[Information]
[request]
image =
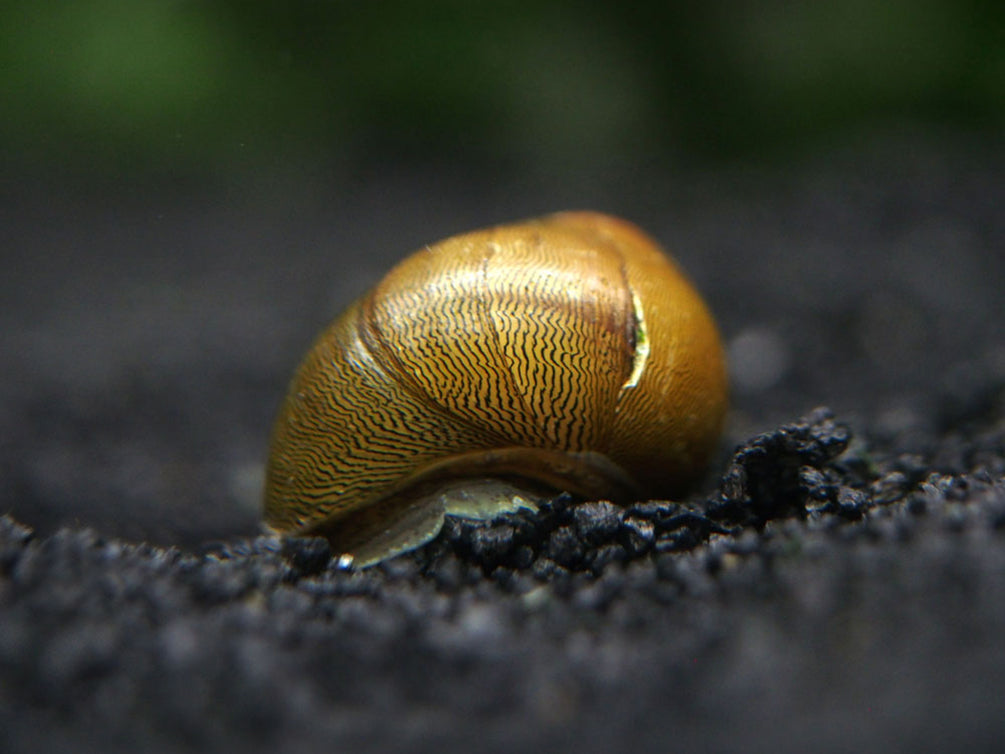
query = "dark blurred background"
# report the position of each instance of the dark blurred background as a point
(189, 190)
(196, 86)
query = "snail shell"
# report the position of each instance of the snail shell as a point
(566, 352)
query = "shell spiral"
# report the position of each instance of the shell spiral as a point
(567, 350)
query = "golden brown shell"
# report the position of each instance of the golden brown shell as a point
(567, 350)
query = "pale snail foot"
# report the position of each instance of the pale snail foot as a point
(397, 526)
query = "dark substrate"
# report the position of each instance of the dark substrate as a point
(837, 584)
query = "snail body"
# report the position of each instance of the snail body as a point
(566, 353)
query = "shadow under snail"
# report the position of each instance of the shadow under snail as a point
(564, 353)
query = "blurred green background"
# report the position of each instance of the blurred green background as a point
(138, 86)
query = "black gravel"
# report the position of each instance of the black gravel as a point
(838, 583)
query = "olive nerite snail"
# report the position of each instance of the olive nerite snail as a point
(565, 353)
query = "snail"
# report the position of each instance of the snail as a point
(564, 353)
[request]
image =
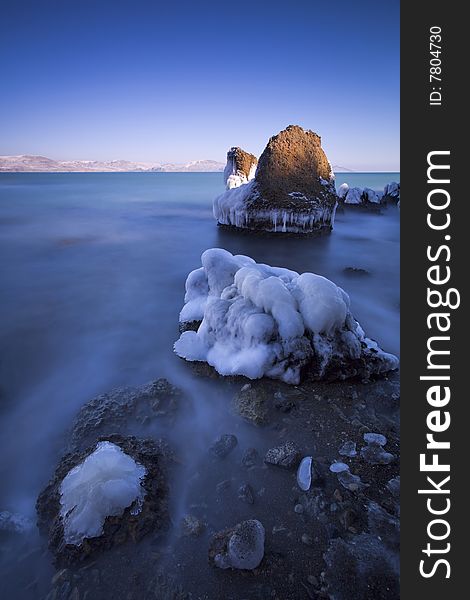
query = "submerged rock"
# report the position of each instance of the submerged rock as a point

[Aim of the task] Reproduce all of the entries word for word, skipping any pictures they hold.

[Result]
[request]
image =
query = "dark blurred background"
# report the position of each instance of the dark blurred background as a point
(189, 190)
(196, 86)
query = "snail shell"
# report the position of each instance of the snail shell as a point
(566, 352)
query = "shell spiral"
# report the position of each instance of the shell spiral as a point
(567, 350)
query = "golden brown shell"
# report the position of each instance of the golden brown shell as a point
(567, 350)
query = "pale snail foot"
# report the position of each instance of the pale snail foot as a point
(397, 526)
query = "dark substrate"
# report the position of each instance of the dark substrate as a point
(837, 584)
query = "snail body"
# report the position of each instance of the snail body as a point
(566, 353)
query = "shadow under snail"
# report the position of each instance of the shadow under snail as a point
(564, 353)
query = "blurred green background"
# report the position of each instance of the blurred green background as a point
(138, 86)
query = "black gravel"
# report the position of each instance of the black gravel as a point
(838, 583)
query = "olive nerite snail"
# report the position of each instance of the olive nerite snail as a point
(565, 353)
query = "snail"
# report the position of each instance of the snail as a point
(564, 353)
[request]
image =
query = "submerged rock"
# report the position of each instance of the submerged rock as a point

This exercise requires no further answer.